● WHAT THE TASK REQUIRES
Pick out each line in the listing below that contains the word "Reply" and copy those lines. Capitalization must match.

Coordinate annotation listing:
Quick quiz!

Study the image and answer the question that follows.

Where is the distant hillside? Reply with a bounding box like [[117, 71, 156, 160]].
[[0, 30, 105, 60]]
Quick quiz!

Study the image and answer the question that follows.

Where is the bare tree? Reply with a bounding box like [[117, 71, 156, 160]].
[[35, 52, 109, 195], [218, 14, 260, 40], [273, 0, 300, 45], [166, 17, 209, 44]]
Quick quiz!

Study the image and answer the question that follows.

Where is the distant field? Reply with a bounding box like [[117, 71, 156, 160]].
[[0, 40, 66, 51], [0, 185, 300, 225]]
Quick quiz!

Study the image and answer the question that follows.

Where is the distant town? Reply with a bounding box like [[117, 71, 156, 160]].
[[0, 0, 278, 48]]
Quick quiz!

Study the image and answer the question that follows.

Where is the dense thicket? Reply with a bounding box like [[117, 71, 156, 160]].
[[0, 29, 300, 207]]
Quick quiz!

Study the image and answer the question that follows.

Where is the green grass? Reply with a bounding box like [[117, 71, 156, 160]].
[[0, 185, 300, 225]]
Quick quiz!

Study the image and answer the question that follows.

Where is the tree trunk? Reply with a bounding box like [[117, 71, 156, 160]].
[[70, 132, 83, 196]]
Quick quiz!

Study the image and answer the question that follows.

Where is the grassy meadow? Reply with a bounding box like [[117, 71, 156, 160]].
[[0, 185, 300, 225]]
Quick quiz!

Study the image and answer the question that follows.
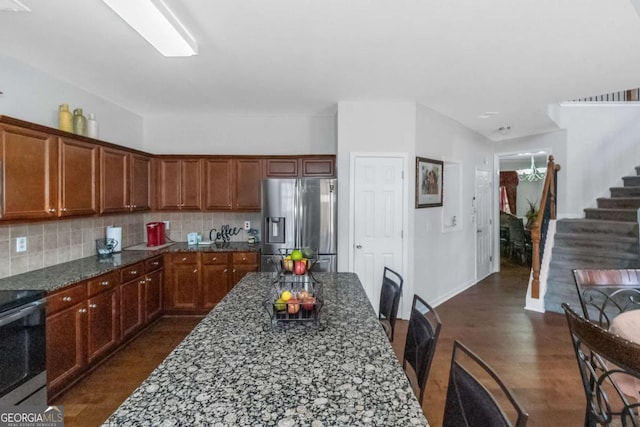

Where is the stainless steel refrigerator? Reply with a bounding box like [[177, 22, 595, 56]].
[[261, 178, 338, 272]]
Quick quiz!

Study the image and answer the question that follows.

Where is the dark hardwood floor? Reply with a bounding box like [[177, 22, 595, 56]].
[[54, 264, 584, 427], [393, 263, 585, 427]]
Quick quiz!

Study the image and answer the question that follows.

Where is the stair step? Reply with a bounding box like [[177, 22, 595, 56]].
[[556, 218, 638, 238], [584, 208, 638, 222], [596, 197, 640, 210], [609, 186, 640, 197], [553, 233, 640, 252], [622, 176, 640, 187]]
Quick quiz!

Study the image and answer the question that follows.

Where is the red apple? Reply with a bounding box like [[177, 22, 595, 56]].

● RESULT FOR THIS TASK
Where is the distant hillside? Reply with a bounding box like [[117, 71, 156, 160]].
Where is the bare tree? Reply with a bounding box like [[117, 71, 156, 160]].
Where is the distant field? Reply with a bounding box like [[117, 71, 156, 160]].
Where is the distant town? Reply with a bounding box like [[117, 71, 156, 160]].
Where is the dense thicket? Reply with a bounding box like [[117, 71, 156, 160]].
Where is the green grass? Reply with a bounding box like [[117, 71, 156, 160]].
Where is the tree trunk? Reply with a bounding box like [[117, 71, 156, 160]].
Where is the grassy meadow? Reply with a bounding box like [[117, 71, 156, 160]].
Where is the stainless steel refrigerator? Reply with a bounding box like [[177, 22, 595, 56]].
Where is the dark hardwood floor? Reply with a bounding box like [[177, 22, 595, 56]].
Where is the stair step? Reply with a bounding box like [[177, 22, 595, 56]].
Where is the red apple? Reply with a bounding box like [[177, 22, 595, 56]].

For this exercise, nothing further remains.